• **Task goal**
Check each line of the material for the string "sandy", then give only how many lines have it.

Content starts

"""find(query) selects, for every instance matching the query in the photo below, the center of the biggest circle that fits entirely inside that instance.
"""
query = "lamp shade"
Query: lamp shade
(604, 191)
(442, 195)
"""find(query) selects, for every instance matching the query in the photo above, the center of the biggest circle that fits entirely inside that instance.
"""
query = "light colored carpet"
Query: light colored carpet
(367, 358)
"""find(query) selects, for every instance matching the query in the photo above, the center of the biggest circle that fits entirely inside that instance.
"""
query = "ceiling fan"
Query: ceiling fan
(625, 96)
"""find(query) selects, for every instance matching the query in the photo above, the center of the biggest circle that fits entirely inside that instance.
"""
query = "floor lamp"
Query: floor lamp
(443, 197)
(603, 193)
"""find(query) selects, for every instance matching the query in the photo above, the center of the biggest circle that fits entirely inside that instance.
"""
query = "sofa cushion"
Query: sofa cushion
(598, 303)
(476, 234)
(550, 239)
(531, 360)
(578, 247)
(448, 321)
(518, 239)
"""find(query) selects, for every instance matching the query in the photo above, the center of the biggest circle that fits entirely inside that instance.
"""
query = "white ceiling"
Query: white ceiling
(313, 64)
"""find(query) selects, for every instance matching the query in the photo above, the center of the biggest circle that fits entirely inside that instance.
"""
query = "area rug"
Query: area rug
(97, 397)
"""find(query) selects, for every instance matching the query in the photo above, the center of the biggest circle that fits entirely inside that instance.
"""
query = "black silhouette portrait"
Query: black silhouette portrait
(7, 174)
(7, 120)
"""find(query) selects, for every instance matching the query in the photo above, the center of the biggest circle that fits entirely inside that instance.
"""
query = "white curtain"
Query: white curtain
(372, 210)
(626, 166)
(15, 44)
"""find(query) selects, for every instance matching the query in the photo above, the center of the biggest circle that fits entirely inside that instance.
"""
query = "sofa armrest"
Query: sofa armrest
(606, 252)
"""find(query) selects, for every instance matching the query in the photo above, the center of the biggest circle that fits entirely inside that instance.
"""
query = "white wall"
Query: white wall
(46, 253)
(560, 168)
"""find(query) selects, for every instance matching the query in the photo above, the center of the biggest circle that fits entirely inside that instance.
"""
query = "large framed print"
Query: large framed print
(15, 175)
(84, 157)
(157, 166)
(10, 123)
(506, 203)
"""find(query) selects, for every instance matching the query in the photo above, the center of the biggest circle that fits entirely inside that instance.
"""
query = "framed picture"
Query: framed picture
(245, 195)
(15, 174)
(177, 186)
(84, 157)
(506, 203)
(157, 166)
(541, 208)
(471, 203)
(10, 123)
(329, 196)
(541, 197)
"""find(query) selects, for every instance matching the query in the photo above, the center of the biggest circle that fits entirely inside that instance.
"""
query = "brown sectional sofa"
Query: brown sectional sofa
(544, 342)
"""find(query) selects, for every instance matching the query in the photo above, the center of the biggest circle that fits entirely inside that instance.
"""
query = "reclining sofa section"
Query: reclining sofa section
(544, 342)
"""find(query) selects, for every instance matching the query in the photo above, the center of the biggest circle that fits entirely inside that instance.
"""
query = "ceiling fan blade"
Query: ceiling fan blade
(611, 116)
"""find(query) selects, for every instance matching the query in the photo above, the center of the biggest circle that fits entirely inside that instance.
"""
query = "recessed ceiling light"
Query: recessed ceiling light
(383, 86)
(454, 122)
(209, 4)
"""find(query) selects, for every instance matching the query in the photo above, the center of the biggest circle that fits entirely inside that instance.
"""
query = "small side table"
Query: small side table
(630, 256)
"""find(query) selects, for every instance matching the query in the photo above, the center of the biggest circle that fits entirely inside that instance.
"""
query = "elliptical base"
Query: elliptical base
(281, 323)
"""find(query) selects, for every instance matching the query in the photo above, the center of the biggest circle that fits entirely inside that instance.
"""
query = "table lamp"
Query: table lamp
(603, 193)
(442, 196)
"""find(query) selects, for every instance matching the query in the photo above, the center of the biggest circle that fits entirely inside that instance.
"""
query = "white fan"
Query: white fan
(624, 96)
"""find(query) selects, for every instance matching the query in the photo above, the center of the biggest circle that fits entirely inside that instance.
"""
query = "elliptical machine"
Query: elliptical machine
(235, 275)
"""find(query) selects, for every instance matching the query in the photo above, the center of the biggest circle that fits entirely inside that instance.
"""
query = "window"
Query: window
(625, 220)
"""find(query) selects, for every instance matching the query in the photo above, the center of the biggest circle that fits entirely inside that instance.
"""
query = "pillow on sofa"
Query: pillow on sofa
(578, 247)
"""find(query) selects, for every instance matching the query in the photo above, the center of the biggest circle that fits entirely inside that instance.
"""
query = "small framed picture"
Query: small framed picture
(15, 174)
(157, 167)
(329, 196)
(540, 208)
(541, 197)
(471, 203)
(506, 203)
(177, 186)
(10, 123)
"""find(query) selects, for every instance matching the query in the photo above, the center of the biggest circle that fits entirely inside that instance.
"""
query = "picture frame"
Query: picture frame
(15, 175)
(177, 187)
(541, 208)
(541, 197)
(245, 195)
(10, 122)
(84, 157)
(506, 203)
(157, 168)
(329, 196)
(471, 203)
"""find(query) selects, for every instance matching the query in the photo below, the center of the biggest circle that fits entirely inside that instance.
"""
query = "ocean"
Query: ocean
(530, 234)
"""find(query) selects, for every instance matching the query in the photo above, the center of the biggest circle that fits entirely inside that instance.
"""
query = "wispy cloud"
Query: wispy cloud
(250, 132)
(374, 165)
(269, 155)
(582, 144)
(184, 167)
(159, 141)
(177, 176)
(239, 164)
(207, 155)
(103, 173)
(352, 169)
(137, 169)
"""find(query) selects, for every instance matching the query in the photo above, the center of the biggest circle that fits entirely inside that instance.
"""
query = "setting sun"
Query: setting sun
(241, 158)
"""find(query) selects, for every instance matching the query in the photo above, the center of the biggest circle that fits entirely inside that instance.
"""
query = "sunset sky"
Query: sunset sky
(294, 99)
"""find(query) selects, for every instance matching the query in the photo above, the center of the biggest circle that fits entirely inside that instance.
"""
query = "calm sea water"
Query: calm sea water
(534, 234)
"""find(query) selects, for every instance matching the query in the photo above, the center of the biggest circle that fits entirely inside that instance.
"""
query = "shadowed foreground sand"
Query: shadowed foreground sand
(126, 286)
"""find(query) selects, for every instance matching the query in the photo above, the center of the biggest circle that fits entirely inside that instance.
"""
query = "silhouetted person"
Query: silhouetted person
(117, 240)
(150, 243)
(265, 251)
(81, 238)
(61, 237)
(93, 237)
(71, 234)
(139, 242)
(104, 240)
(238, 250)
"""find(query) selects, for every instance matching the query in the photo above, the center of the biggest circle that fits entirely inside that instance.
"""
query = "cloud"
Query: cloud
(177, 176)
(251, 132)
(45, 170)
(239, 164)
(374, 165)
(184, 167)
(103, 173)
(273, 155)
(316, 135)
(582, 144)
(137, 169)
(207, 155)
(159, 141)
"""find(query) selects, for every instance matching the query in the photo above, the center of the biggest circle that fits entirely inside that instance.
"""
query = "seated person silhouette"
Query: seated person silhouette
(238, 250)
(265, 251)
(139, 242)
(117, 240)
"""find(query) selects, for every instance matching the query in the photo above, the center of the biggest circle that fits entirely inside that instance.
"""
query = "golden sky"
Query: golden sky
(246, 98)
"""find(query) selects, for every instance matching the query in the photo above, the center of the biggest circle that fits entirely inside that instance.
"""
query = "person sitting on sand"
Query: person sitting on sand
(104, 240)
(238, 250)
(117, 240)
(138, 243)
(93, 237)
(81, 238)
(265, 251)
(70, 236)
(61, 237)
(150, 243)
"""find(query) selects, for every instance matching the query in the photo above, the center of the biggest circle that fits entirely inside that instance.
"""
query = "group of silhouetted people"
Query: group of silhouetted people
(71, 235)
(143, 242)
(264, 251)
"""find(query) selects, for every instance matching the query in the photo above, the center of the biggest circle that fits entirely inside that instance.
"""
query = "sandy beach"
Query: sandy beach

Content ends

• **Response to this exercise**
2